*Directives*:
1) In the chapter extract on applying SARSA to Taxi-v2, extract everything from "by Tom Dietterich" down to "4 destination locations.".
2) Name the four designated grid-world locations given in the Taxi problem description.
3) Continue the Taxi problem description from its last line.

*Extract provided*:
════

# Chapter 4
# Q-Learning and SARSA Applications


## Applying SARSA to Taxi-v2

    The Taxi Problem
    
    from "Hierarchical Reinforcement Learning with the MAXQ Value Function Decomposition"
    by Tom Dietterich
    
    Description:
    
    There are four designated locations in the grid world indicated by R(ed), G(reen), Y(ellow), and B(lue). When the episode starts, the taxi starts off at a random square and the passenger is at a random location. The taxi drives to the passenger's location, picks up the passenger, drives to the passenger's destination (another one of the four specified locations), and then drops off the passenger. Once the passenger is dropped off, the episode ends.
    
    Observations: 
    
    There are 500 discrete states since there are 25 taxi positions, 5 possible locations of the passenger (including the case when the passenger is in the taxi), and 4 destination locations. 
    
    Passenger locations:
    - 0: R(ed)
    - 1: G(reen)
    - 2: Y(ellow)

════

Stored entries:
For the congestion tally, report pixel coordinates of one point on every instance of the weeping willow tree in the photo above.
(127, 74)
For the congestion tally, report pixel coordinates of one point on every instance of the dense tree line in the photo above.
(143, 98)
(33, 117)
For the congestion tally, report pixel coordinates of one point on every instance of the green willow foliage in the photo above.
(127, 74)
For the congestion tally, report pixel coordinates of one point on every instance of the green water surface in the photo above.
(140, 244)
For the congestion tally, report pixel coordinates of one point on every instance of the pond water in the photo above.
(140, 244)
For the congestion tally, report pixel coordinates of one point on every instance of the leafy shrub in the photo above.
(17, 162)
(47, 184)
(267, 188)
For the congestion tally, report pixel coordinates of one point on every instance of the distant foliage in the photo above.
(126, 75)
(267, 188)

════

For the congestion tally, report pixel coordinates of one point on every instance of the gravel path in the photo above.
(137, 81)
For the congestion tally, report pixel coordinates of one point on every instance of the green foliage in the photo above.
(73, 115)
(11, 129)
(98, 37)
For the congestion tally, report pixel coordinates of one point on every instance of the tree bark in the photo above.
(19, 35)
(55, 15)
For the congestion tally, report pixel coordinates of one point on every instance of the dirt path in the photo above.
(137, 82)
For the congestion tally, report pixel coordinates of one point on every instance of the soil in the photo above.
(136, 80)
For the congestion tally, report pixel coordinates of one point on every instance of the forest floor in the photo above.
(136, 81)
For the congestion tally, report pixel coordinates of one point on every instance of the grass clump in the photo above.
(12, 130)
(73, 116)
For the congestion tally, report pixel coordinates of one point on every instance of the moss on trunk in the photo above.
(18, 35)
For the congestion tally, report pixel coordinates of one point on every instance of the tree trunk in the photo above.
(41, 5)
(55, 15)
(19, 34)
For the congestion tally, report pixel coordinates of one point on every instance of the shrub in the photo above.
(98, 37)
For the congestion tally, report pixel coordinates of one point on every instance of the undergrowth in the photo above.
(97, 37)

════

*The responses*:
1)
by Tom Dietterich
    
    Description:
    
    There are four designated locations in the grid world indicated by R(ed), G(reen), Y(ellow), and B(lue). When the episode starts, the taxi starts off at a random square and the passenger is at a random location. The taxi drives to the passenger's location, picks up the passenger, drives to the passenger's destination (another one of the four specified locations), and then drops off the passenger. Once the passenger is dropped off, the episode ends.
    
    Observations: 
    
    There are 500 discrete states since there are 25 taxi positions, 5 possible locations of the passenger (including the case when the passenger is in the taxi), and 4 destination locations.

2) R(ed), G(reen), Y(ellow), B(lue)

3)
    - 3: B(lue)
    - 4: in taxi
    
    Destinations:
    - 0: R(ed)
    - 1: G(reen)
    - 2: Y(ellow)
    - 3: B(lue)
        
    Actions:
    There are 6 discrete deterministic actions:
    - 0: move south
    - 1: move north
    - 2: move east 
    - 3: move west 
    - 4: pickup passenger
    - 5: dropoff passenger
    
    Rewards: 
    There is a default per-step reward of -1,
    except for delivering the passenger, which is +20,
    or executing "pickup" and "drop-off" actions illegally, which is -10.
    
#### Attention: there are state agreggation, where different states become a single one. For example, the 

In [1]:
import gym
import numpy as np

import pandas as pd
import altair as alt
#alt.renderers.enable('png')

import matplotlib.pyplot as plt
from IPython import display
%matplotlib inline


In [2]:
env = gym.make('Taxi-v3')
env.reset()

183

In [3]:
print(env.observation_space)
print(env.action_space)

Discrete(500)
Discrete(6)


In [4]:
state = env.reset()
steps = []
for step in range(3):
    
    #plt.imshow(env.render(mode='rgb_array'))
    #display.display(plt.gcf())
    #display.clear_output(wait=True)
    action = env.action_space.sample()
    step = env.step(action)
    next_state = env.step(action)[0]
    print('State: ',state)
    print('Action taken: ',action)
    print('Next state: ',step[0],'\nReward: ',step[1])
    state = next_state
    steps.append(env.render())
    
    print()
#env.close()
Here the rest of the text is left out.